I used to think that Bradley International Airport was kind of a funny name. Not the Bradley part – the International part.
But Bradley International has gotten more international over the years. And I like the idea that the airport is named after a regular guy, Army Air Corps Lt. Eugene M. Bradley, who died there on a training flight in 1941, when it was a military airbase.
Bradley’s widow, Anna Martens, said it best in 1981, when there was a move afoot to rename the airport after the late Gov. Ella T. Grasso.
”I think Governor Grasso was a fine, fine woman,” she told the New York Times, ”but those fighter pilots started that place. Many of those boys went to war and died. Gene represents them.”
I think that’s right. I think that’s fitting.
Plenty of commercial airports are named after the military bases that preceded them, and those bases were usually named after a fallen aviator from the World War II era or earlier. Now that those veterans are fading into history, we seem to want to forget them.

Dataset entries
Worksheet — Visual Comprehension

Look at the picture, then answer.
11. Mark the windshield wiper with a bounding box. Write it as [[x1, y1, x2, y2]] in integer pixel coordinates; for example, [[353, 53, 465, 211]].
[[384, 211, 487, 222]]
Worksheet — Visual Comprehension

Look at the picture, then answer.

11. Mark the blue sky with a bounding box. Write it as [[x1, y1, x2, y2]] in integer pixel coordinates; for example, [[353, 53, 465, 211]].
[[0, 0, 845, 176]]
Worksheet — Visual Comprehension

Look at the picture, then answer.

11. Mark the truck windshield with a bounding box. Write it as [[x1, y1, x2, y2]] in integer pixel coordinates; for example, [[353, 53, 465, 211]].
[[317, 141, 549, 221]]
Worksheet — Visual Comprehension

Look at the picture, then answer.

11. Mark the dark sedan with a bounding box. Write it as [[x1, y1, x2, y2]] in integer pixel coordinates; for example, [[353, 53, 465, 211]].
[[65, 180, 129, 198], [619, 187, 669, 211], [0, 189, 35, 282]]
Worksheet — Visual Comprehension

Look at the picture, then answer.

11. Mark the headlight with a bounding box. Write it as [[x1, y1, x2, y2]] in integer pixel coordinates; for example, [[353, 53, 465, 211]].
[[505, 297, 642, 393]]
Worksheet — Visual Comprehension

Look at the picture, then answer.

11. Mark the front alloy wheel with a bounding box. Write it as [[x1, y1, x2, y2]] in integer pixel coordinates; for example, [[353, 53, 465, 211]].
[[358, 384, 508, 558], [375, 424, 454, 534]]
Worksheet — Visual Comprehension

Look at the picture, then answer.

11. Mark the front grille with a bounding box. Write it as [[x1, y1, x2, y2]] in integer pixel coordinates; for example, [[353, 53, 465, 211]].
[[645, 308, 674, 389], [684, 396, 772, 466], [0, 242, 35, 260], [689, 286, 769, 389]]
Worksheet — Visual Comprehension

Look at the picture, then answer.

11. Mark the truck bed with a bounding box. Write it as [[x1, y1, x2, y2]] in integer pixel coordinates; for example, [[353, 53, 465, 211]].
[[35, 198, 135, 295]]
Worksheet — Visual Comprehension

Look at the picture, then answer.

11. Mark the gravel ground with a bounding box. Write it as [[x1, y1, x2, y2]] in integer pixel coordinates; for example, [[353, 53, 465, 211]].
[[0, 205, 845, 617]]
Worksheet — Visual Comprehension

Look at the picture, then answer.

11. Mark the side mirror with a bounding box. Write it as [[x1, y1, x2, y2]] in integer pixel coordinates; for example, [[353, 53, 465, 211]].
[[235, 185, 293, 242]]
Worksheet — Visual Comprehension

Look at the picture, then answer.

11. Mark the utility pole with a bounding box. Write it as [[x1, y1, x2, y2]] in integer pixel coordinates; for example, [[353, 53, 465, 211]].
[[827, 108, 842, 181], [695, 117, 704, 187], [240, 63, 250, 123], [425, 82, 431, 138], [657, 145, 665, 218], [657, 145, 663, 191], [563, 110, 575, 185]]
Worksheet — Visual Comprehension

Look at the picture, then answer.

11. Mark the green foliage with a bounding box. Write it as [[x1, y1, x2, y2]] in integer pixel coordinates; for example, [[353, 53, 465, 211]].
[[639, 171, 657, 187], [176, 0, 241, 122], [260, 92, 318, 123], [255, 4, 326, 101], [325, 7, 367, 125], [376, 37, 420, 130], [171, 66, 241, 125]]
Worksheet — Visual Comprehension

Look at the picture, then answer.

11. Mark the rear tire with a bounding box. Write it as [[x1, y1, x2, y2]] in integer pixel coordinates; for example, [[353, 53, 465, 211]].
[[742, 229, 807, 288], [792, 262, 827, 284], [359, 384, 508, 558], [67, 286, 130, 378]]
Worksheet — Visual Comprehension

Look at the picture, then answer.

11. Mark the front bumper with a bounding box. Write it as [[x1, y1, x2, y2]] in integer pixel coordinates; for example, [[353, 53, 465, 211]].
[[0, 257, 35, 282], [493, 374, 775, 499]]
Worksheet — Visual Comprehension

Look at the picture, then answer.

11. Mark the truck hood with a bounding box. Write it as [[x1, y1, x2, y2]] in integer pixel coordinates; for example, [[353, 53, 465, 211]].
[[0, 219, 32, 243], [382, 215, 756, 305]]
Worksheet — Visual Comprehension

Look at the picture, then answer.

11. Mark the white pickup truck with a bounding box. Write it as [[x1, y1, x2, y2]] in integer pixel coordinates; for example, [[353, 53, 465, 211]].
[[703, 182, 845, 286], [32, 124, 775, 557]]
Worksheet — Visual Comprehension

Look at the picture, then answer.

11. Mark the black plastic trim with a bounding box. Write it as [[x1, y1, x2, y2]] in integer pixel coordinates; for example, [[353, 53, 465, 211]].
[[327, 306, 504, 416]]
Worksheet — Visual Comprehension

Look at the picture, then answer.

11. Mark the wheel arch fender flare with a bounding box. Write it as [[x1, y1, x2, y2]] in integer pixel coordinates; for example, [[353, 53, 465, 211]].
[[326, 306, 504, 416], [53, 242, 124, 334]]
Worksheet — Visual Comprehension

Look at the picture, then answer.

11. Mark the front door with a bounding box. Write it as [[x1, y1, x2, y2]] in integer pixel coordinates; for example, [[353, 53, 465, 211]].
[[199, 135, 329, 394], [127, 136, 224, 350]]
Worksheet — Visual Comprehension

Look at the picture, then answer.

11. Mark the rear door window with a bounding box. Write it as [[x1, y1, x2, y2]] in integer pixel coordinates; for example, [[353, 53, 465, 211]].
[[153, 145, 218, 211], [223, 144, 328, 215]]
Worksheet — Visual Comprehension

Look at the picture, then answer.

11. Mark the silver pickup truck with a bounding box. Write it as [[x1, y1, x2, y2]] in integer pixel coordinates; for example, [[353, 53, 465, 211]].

### TASKS TO CARRY OUT
#1 Decide whether each statement agrees with the airport passage, answering yes or no and quoting the deciding words: (a) Eugene M. Bradley died on a training flight in 1941. (b) In 1981 there was an effort to rename the airport after Gov. Ella T. Grasso. (c) Anna Martens made her remarks to the Boston Globe.
#2 Switch "fighter pilots" to "bomber pilots" in the airport passage, and write out the text between "But Bradley International" and "think that’s fitting.", inclusive.
#3 According to the airport passage, what was the site when Eugene M. Bradley died there in 1941?

### RESULTS
#1
(a) Yes: "who died there on a training flight in 1941"
(b) Yes: "when there was a move afoot to rename the airport after the late Gov. Ella T. Grasso"
(c) No: "she told the New York Times"

#2
But Bradley International has gotten more international over the years. And I like the idea that the airport is named after a regular guy, Army Air Corps Lt. Eugene M. Bradley, who died there on a training flight in 1941, when it was a military airbase.
Bradley’s widow, Anna Martens, said it best in 1981, when there was a move afoot to rename the airport after the late Gov. Ella T. Grasso.
”I think Governor Grasso was a fine, fine woman,” she told the New York Times, ”but those bomber pilots started that place. Many of those boys went to war and died. Gene represents them.”
I think that’s right. I think that’s fitting.

#3 A military airbase.